From the listing below, retype exactly the line holding "Target: red umbrella", the line holding "Target: wooden raised bed", and the lines between them; skip everything else.

============

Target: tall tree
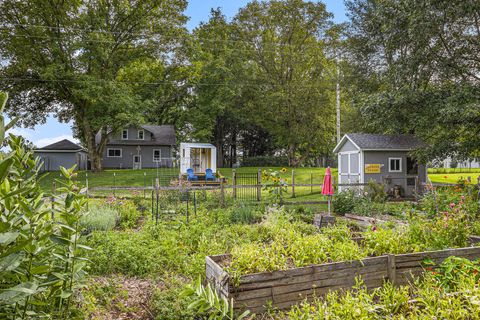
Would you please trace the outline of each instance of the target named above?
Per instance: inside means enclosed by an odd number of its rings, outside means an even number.
[[[415,133],[424,158],[480,154],[480,3],[351,0],[351,48],[369,131]],[[368,83],[368,82],[367,82]],[[364,91],[365,90],[365,91]]]
[[[25,125],[74,120],[95,170],[109,132],[140,122],[145,99],[132,68],[172,61],[185,33],[185,0],[4,0],[0,3],[1,89]],[[95,142],[97,132],[102,140]]]
[[[321,2],[287,0],[253,1],[234,19],[236,48],[262,92],[250,112],[292,166],[334,144],[334,73],[325,52],[331,17]]]

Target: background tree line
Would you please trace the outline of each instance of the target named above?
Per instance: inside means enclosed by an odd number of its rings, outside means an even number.
[[[189,32],[185,0],[5,0],[0,89],[25,125],[73,120],[97,170],[95,133],[132,121],[214,143],[219,165],[331,156],[337,81],[343,132],[415,133],[429,159],[478,155],[478,2],[346,3],[342,25],[321,2],[252,1]]]

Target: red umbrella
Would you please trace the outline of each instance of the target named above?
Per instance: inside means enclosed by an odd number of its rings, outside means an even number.
[[[330,170],[330,167],[327,167],[327,170],[325,170],[325,177],[323,178],[322,185],[322,194],[328,196],[328,214],[330,214],[330,200],[333,195],[332,172]]]

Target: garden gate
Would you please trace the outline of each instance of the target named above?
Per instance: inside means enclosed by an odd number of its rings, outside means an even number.
[[[258,172],[236,172],[232,174],[233,199],[260,201],[262,197],[262,176]]]

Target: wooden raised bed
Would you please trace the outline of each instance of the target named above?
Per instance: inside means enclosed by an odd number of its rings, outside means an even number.
[[[357,276],[362,278],[368,289],[382,286],[385,280],[405,285],[412,276],[424,271],[422,261],[425,259],[431,259],[438,265],[449,256],[478,259],[480,247],[383,255],[361,261],[247,274],[240,277],[237,286],[221,267],[222,262],[229,259],[229,255],[225,254],[206,258],[206,275],[221,296],[233,298],[236,309],[257,313],[265,311],[267,305],[288,309],[313,295],[322,296],[332,290],[349,289],[355,284]]]

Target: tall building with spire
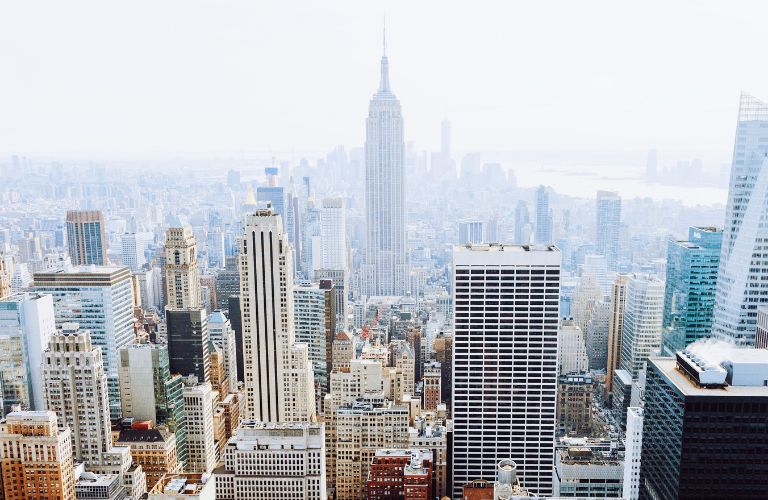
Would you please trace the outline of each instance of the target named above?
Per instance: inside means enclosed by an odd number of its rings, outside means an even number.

============

** EXERCISE RESPONSE **
Target: red umbrella
Would you please trace the outline of each instance of the target named above?
Per instance: inside means enclosed by an odd number of its rings, outside means an even number.
[[[330,170],[330,167],[327,167],[327,170],[325,170],[325,177],[323,178],[322,185],[322,194],[328,196],[328,214],[330,214],[330,200],[333,195],[332,172]]]

Target: garden gate
Would you please trace the outline of each instance of the target named above?
Per instance: inside means enclosed by an odd number of its rings, outside means an even number.
[[[258,172],[236,172],[232,174],[233,199],[260,201],[262,197],[262,176]]]

Target: wooden raised bed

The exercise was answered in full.